Given request
In the rows below, from the line containing "Would you mind marking the woman in blue" through the end of the rows, change "jacket" to "coat" and reproduce those lines with nothing else altered.

Rows contained in a dataset
* * * *

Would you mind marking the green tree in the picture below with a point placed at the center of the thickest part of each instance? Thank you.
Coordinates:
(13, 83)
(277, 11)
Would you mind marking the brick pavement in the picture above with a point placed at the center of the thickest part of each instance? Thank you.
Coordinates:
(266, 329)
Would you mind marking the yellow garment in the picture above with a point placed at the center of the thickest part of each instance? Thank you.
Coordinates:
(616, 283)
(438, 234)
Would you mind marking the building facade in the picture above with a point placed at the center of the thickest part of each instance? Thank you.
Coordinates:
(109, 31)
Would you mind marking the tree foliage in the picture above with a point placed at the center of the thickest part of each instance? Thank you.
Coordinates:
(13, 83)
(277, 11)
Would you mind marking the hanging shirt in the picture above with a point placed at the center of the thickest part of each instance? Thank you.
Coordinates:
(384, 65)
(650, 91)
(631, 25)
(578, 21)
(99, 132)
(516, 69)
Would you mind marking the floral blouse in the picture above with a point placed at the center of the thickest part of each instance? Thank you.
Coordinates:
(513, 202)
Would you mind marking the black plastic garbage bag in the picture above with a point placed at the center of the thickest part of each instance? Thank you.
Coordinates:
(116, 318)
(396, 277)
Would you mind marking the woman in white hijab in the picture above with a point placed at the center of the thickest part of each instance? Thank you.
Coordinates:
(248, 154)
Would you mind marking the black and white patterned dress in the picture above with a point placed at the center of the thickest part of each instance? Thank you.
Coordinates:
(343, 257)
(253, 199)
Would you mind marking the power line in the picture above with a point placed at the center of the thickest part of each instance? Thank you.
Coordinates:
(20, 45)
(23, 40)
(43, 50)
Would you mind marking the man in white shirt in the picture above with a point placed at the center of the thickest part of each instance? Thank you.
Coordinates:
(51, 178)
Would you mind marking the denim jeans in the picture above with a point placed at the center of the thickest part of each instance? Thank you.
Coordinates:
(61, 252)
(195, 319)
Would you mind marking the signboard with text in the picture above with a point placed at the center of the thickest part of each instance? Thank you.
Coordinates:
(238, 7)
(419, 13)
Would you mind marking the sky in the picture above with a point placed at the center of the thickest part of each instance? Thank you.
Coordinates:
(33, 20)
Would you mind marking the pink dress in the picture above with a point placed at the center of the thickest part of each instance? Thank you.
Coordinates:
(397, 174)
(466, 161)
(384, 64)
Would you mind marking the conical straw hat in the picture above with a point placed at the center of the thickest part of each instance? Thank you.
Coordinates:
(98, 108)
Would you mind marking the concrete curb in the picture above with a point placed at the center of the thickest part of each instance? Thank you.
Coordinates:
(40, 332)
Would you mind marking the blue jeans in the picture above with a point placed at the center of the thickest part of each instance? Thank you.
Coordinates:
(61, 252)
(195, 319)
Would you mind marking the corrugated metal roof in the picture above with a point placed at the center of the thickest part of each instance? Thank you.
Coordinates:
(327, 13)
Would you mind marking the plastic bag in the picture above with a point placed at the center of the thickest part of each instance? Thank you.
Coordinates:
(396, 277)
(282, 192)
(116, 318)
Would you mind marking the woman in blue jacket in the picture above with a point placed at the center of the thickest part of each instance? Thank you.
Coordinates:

* * * *

Solution to this problem
Would you mind marking the woman in blue coat in the picture above with a point placed at the center of the thickest part of each instance? Thank you.
Coordinates:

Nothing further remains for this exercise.